▸ НАБОР ЗАДАНИЙ
- A) Определите, соответствуют ли фрагменту о языке утверждения (i), (ii) и (iii); ответьте «да» или «нет» и приведите дословно решающие слова фрагмента. (i) В телеразговоре о языке участвовали два лингвиста и историк. (ii) Автор утверждает, что профессия корректора в СМИ фактически упразднена. (iii) Телефонистка сначала спросила, как пишется слово «сподвижник».
- B) Замените «пушкинист» на «филолог» в отрезке фрагмента о языке от слов «Наблюдения касательно этого» до слов «все будет в порядке.» и приведите этот отрезок целиком.

▸ ФРАГМЕНТ ДЛЯ ЧТЕНИЯ
┌──

Наблюдения касательно этого процесса записаны у меня в тетрадях, некоторые из этих заметок приводятся ниже.

***

Телеразговор о языке. О том, как общество и язык взаимно влияют друг на друга. Два лингвиста, историк и я, пушкинист. Привожу примеры катастрофического оскудения русской речи, ее уклонения в штампованность и примитив, ее засорения словами и понятиями, которые смещают наши традиционные ценностные координаты, — и с изумлением наблюдаю монолитное равнодушие профессионалов. Отвечают что-то вроде: вы не волнуйтесь так, язык — саморазвивающаяся система, он со временем выправится, все будет в порядке.

«Язык развивается»… Но, во-первых, развитие — это обогащение, цветение, разнообразие функций, смыслов, оттенков; упрощение же и оскудение есть деградация. Во-вторых, на протяжении тысяч лет язык саморазвивался в естественных условиях — то есть в отсутствие такого мощного пресса, такого «орудия» оскудения, такого источника штампов и примитива, каковы современные средства массовой информации. Благодаря им стихии разрушения, существовавшие всегда, в том числе и в жизни языка, обретают в наше время черты системные. Они, можно сказать, организуются. Так, скажем, радио и телевидение «проклятого прошлого» давали, сверх всего прочего, норму правильной русской речи, тем самым выполняя гигантскую культурную задачу. Теперь, похоже, никто не учит говорящих журналистов владению богатой лексикой, правильному выговору, точному интонированию, отвращению к безграмотному плебейству речи. Количество опечаток и грубых ошибок в газетах, журналах, книгах не поддается учету; профессия корректора в СМИ фактически упразднена (лишние деньги!), профессия редактора неуклонно сходит на нет, а кое-где по существу отсутствует. Ну не система ли — и, вдобавок, очень стройная?

***

Нашествие безграмотности. Недавно мне рассказали о том, как передавалась — по телефону — поздравительная телеграмма одному видному деятелю нашей культуры. Телефонистка московского Центрального телеграфа сначала спросила, как пишется слово «корифей»; затем — как писать «потаенные»: через «о» или «а»; слово «перекрестья» пришлось диктовать по буквам; в заключение было спрошено, как пишется «во славу» — вместе или отдельно…

Перестает пониматься значение русских слов и выражений. На каждом шагу говорят «Это сподвигло его…», не разумея, что глагол «сподвигнуть» требует множественного числа — отсюда слово «сподвижник», участник некоего совместного «подвига». В применении к одному лицу употребляется слово «подвигнуть» (отсюда «подвижник»: «Эта идея подвигла его…»). Но этого уже не знают.

└──

▸ ЗАПИСИ
┌──

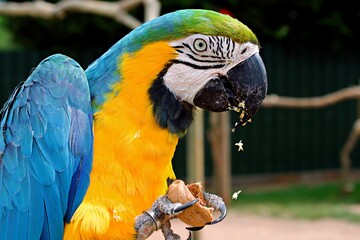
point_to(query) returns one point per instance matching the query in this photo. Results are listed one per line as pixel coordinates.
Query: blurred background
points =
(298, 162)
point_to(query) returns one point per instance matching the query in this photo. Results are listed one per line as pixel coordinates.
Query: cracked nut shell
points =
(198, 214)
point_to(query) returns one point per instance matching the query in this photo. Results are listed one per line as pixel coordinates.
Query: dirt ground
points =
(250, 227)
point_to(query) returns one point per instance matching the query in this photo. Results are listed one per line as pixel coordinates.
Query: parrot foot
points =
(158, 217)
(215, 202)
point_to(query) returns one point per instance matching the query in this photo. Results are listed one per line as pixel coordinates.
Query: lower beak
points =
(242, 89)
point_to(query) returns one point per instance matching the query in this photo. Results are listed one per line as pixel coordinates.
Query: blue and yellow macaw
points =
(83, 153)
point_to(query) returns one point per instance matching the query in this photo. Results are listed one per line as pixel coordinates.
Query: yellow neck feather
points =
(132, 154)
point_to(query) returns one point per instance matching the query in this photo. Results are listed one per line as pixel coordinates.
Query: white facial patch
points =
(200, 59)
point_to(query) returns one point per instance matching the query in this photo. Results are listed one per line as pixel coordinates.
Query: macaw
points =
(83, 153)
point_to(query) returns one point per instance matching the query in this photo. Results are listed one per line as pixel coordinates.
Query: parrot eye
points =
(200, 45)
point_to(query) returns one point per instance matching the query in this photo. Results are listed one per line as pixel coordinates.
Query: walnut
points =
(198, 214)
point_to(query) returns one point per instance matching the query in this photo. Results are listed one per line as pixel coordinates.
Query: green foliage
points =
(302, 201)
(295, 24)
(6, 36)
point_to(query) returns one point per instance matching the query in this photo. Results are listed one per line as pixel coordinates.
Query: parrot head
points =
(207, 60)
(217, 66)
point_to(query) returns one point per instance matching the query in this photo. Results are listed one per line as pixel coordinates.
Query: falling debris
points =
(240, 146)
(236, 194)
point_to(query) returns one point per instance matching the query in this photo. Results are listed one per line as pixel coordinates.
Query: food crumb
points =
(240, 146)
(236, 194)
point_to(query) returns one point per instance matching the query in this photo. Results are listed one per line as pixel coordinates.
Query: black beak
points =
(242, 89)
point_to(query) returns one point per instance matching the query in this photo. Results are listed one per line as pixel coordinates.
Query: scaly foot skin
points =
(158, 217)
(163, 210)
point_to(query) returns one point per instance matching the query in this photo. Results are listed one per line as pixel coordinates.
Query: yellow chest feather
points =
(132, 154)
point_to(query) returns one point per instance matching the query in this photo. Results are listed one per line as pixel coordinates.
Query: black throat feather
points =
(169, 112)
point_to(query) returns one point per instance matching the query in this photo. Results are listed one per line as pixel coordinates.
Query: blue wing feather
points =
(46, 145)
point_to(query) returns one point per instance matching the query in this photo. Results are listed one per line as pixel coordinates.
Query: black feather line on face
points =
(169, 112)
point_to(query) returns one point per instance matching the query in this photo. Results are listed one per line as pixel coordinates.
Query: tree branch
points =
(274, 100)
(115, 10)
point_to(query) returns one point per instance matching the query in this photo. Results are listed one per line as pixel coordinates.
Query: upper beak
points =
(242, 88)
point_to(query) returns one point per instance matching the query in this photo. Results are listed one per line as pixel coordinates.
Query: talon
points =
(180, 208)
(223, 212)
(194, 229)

└──
┌──

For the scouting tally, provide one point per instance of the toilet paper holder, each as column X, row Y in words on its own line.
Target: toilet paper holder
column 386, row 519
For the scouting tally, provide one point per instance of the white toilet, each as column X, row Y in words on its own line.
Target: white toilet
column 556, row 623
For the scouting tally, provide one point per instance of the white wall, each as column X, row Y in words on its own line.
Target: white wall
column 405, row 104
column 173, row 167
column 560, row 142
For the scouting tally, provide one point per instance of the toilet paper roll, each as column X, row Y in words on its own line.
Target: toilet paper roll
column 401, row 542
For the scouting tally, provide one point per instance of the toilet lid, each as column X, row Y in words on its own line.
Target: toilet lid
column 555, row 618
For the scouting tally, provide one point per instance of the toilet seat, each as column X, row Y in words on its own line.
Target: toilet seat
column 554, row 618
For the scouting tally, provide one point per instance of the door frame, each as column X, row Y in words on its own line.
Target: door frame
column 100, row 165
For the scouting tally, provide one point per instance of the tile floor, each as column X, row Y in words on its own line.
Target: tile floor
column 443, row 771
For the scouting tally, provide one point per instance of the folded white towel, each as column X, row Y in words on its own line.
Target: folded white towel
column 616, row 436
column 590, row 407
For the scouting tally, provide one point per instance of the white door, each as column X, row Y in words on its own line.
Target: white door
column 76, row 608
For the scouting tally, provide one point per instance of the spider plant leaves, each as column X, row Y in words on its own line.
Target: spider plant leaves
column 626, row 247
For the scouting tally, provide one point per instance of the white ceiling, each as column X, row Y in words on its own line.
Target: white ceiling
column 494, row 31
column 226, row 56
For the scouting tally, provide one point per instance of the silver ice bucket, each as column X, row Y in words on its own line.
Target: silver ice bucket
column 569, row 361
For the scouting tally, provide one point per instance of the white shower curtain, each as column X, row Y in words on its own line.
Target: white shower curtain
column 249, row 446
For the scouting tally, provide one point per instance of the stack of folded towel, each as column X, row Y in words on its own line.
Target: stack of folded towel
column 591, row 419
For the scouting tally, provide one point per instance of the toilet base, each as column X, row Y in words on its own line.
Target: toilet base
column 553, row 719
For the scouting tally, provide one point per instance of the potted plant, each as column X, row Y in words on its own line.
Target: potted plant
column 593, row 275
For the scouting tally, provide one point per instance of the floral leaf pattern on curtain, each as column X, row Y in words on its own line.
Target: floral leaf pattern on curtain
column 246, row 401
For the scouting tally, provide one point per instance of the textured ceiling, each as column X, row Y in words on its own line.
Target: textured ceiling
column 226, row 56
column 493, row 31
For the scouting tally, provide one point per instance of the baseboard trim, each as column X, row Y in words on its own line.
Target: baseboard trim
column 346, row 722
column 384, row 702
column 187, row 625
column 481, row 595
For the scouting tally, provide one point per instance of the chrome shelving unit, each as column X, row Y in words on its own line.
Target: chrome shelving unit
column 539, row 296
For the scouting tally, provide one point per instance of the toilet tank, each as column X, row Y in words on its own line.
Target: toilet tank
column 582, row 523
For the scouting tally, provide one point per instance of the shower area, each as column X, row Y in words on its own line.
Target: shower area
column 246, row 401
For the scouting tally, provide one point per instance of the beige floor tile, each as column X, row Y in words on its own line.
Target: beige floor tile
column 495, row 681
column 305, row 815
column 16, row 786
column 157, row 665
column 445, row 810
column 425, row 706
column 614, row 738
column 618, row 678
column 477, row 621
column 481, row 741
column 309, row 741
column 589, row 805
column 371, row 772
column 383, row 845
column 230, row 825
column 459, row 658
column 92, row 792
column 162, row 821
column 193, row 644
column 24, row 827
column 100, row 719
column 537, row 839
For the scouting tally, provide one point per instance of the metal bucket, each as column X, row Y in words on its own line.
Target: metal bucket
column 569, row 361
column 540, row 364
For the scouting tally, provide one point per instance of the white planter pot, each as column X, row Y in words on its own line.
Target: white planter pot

└──
┌──

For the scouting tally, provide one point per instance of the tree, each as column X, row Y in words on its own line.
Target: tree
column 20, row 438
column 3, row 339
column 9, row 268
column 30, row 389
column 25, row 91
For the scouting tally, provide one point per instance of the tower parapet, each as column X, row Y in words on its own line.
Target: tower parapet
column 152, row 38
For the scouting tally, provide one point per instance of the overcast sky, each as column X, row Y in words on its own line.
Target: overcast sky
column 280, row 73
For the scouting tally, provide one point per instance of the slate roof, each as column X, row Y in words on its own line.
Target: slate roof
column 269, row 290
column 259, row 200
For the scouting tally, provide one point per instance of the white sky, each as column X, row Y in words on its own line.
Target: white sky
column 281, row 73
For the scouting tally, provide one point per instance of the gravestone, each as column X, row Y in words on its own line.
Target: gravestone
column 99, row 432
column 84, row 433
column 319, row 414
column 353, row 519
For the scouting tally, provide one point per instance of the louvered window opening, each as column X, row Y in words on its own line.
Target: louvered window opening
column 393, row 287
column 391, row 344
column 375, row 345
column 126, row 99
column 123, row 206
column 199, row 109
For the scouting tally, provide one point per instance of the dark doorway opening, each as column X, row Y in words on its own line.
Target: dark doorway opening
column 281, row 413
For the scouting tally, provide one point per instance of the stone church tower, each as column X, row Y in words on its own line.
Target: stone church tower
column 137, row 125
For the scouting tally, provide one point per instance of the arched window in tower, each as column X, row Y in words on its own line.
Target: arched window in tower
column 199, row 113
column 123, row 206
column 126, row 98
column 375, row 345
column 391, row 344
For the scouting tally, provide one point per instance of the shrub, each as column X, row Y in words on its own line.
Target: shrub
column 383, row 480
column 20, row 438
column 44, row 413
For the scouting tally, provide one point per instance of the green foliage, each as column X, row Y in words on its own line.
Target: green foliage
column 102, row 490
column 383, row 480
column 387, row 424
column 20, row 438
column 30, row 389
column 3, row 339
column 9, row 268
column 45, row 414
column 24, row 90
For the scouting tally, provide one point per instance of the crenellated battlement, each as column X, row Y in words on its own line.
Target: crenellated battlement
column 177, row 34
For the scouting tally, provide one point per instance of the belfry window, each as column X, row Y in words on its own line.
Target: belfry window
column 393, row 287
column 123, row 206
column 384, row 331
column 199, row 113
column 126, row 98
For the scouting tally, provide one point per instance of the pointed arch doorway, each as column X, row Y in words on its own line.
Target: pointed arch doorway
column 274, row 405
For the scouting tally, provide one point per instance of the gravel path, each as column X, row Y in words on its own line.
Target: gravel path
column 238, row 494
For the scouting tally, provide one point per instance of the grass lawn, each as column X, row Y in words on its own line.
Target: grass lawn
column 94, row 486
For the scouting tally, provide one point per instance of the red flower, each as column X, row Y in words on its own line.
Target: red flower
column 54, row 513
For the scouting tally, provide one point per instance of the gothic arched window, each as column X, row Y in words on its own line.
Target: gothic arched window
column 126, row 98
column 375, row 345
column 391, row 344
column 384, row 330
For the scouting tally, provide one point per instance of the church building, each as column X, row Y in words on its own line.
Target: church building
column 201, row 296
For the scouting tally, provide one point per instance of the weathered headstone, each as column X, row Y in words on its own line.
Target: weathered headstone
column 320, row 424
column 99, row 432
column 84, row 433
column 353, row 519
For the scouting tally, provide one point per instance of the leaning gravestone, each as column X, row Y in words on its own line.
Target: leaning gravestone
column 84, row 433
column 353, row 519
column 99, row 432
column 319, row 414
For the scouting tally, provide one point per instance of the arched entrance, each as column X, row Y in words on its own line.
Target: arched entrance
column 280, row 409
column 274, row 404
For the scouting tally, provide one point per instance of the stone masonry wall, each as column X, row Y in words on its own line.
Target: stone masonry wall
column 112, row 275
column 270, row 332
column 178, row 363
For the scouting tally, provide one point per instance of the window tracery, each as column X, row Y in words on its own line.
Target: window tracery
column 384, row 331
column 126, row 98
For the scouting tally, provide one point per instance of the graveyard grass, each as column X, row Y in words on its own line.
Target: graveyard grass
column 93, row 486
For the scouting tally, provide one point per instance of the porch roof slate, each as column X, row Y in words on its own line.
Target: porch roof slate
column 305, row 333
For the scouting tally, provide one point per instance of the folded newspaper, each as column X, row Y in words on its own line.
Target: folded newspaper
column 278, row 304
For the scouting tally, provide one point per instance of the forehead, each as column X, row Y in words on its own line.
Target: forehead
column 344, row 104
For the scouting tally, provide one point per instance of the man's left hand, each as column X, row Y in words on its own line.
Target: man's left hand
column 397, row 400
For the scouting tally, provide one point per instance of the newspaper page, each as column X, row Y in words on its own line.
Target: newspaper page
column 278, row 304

└──

▸ СПИСОК ОТВЕТОВ
- A)
(i) Да: «Два лингвиста, историк и я, пушкинист.»
(ii) Да: «профессия корректора в СМИ фактически упразднена»
(iii) Нет: «Телефонистка московского Центрального телеграфа сначала спросила, как пишется слово «корифей»»

- B)
Наблюдения касательно этого процесса записаны у меня в тетрадях, некоторые из этих заметок приводятся ниже.

***

Телеразговор о языке. О том, как общество и язык взаимно влияют друг на друга. Два лингвиста, историк и я, филолог. Привожу примеры катастрофического оскудения русской речи, ее уклонения в штампованность и примитив, ее засорения словами и понятиями, которые смещают наши традиционные ценностные координаты, — и с изумлением наблюдаю монолитное равнодушие профессионалов. Отвечают что-то вроде: вы не волнуйтесь так, язык — саморазвивающаяся система, он со временем выправится, все будет в порядке.